- **Required task**: The required result is the exact run of lines beginning at the one containing "Place one keypoint on each instance of the white truck" and ending at the last line of the entries.

- **Records contained in a dataset**:
######
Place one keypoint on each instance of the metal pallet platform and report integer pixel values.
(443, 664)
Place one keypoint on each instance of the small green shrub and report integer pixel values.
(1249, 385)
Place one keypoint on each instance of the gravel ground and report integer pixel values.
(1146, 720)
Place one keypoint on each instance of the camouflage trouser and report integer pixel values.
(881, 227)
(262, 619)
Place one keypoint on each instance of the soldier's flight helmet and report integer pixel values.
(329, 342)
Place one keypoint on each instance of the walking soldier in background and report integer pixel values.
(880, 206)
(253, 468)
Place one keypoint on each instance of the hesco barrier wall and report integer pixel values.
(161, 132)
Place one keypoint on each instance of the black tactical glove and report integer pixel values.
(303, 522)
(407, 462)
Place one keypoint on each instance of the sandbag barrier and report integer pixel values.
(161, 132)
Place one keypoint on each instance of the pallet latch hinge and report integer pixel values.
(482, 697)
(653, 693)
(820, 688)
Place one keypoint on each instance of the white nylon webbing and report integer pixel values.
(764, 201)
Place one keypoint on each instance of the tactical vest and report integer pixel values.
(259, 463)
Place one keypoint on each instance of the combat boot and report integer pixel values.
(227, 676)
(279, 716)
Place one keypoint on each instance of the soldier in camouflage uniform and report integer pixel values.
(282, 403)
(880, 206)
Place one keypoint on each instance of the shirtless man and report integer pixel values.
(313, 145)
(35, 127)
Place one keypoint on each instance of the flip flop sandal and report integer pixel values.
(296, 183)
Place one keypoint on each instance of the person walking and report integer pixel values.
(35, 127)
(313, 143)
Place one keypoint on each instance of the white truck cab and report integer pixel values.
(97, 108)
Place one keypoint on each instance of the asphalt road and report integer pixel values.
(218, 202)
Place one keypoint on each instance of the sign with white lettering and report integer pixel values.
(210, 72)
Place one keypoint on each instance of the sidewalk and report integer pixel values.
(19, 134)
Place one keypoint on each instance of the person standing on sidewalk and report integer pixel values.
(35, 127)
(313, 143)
######
- **Output below**:
Place one keypoint on each instance of the white truck cab and report integer pixel values.
(97, 108)
Place one keypoint on each instance of the asphalt road and report integer pixel values.
(218, 202)
Place one keypoint on each instance of the sign with white lettering and report integer pixel values.
(210, 72)
Place one keypoint on each instance of the sidewalk and report integer pixel values.
(19, 134)
Place one keypoint on each instance of the person standing on sidewalk and report integer pixel values.
(35, 127)
(313, 143)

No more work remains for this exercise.